• _EXERCISE_
Since only part of the material is needed, please repeat exactly the line that includes "# point at: white t-shirt" and every line after it, up to the last.

• _MATERIAL SHOWN_
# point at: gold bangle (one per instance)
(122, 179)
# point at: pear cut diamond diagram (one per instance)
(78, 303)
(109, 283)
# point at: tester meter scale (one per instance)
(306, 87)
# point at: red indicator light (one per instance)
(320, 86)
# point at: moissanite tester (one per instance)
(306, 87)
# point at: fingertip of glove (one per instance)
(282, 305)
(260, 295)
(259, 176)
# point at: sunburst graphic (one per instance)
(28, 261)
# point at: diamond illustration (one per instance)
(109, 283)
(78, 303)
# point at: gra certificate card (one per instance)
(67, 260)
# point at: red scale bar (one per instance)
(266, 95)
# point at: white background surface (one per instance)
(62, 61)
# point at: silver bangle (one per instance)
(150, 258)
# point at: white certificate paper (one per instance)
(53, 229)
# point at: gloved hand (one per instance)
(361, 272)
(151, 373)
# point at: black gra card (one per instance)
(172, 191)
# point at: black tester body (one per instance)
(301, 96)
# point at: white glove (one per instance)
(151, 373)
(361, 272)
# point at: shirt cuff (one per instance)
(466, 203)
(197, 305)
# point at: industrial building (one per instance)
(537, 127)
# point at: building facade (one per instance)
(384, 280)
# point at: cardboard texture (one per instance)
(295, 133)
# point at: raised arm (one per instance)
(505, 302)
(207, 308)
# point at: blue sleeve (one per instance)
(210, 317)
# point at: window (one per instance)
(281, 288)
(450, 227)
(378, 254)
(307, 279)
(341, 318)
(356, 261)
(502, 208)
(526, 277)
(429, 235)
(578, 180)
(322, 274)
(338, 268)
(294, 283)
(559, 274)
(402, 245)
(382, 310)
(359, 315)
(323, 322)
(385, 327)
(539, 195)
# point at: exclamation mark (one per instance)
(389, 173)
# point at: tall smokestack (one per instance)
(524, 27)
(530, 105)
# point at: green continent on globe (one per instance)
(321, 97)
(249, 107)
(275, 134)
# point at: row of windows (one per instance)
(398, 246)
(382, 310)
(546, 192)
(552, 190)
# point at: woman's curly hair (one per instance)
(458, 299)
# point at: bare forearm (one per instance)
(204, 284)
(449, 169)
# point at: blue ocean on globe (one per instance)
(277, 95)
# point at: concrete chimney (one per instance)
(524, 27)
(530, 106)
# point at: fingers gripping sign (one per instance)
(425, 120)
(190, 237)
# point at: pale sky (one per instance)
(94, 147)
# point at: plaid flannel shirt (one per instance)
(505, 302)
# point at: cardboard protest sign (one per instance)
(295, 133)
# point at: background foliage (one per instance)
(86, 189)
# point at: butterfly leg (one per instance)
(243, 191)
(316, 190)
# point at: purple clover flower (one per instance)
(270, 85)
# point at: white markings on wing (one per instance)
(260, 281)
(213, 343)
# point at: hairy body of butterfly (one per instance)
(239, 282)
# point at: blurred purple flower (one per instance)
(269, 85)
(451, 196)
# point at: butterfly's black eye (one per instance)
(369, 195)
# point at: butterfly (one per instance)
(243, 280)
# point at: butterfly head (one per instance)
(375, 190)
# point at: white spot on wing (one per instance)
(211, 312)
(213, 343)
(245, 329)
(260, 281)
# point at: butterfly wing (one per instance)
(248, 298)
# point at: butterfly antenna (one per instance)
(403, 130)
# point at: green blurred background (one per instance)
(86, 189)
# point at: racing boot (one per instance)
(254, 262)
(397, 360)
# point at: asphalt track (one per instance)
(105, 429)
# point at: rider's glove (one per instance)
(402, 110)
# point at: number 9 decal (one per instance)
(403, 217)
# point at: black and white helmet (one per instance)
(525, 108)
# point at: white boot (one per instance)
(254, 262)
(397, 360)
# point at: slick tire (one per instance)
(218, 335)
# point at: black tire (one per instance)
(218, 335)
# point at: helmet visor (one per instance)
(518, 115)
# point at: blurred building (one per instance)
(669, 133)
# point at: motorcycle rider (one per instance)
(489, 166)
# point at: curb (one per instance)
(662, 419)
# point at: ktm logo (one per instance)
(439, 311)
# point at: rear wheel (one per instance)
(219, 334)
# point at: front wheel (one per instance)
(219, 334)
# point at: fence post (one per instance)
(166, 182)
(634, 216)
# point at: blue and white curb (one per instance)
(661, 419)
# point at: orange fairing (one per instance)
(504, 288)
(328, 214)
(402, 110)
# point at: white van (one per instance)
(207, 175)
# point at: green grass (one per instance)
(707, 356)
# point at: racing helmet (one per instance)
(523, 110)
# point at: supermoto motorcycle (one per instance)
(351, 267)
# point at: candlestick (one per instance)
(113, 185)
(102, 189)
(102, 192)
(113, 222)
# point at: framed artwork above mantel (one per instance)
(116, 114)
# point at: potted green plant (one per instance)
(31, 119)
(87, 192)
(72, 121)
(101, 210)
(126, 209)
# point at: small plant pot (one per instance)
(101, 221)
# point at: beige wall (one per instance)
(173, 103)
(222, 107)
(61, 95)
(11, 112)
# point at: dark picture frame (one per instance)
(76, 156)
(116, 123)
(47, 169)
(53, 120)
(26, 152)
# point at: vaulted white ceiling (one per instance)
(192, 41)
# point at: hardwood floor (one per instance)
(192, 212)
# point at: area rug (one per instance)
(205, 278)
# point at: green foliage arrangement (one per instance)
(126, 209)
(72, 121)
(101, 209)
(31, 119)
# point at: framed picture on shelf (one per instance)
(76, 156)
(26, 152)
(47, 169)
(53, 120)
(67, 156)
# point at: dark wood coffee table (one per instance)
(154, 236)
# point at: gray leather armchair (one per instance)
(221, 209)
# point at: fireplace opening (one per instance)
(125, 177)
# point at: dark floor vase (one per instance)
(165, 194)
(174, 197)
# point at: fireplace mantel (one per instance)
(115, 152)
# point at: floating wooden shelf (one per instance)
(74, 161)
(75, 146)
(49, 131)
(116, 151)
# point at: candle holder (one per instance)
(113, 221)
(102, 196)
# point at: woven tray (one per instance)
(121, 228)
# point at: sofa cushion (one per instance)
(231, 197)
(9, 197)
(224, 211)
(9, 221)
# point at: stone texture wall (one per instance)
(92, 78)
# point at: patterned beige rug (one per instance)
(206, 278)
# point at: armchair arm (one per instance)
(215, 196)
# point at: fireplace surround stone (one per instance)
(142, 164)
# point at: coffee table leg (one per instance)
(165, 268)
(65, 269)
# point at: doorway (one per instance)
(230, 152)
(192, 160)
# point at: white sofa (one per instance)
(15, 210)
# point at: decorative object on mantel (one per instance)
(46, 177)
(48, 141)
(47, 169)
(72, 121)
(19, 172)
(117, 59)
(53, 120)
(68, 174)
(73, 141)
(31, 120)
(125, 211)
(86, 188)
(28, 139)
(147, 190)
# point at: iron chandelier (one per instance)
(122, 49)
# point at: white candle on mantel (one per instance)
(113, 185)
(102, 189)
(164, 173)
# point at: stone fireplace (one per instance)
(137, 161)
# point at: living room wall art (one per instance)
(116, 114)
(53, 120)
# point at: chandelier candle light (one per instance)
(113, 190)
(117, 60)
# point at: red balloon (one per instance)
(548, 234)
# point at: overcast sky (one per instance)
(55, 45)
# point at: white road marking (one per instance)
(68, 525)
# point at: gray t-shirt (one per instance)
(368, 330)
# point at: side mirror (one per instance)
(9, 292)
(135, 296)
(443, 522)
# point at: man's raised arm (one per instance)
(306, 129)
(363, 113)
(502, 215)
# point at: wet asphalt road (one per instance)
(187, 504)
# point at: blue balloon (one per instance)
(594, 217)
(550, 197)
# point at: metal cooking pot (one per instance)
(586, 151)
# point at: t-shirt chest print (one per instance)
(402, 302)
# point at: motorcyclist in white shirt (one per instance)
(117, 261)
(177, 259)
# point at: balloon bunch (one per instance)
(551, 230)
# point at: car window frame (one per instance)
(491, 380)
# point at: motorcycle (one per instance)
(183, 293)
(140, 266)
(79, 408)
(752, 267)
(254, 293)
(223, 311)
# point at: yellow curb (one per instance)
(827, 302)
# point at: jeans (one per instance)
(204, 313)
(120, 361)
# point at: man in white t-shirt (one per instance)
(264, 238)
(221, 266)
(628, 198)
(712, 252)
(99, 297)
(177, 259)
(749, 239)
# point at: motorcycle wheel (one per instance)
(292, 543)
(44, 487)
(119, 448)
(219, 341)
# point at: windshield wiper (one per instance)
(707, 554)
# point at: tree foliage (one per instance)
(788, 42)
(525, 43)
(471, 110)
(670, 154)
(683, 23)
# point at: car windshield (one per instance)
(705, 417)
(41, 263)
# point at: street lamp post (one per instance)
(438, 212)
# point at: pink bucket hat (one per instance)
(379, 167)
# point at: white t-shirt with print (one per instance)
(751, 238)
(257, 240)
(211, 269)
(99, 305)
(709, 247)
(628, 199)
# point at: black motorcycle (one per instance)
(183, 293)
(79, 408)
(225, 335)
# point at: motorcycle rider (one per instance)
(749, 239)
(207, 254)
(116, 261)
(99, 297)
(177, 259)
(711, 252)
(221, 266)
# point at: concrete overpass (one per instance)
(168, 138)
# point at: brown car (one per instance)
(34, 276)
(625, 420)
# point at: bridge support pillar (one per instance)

• _THE ANSWER_
# point at: white t-shirt with print (one per instance)
(751, 238)
(257, 240)
(211, 269)
(99, 305)
(709, 247)
(628, 199)
# point at: black motorcycle (one per instance)
(183, 293)
(79, 408)
(225, 335)
# point at: motorcycle rider (one per instance)
(749, 239)
(207, 254)
(116, 261)
(99, 297)
(177, 259)
(711, 252)
(221, 266)
# point at: concrete overpass (one per instance)
(168, 138)
# point at: brown car (one per instance)
(34, 276)
(625, 420)
# point at: bridge support pillar (one per instance)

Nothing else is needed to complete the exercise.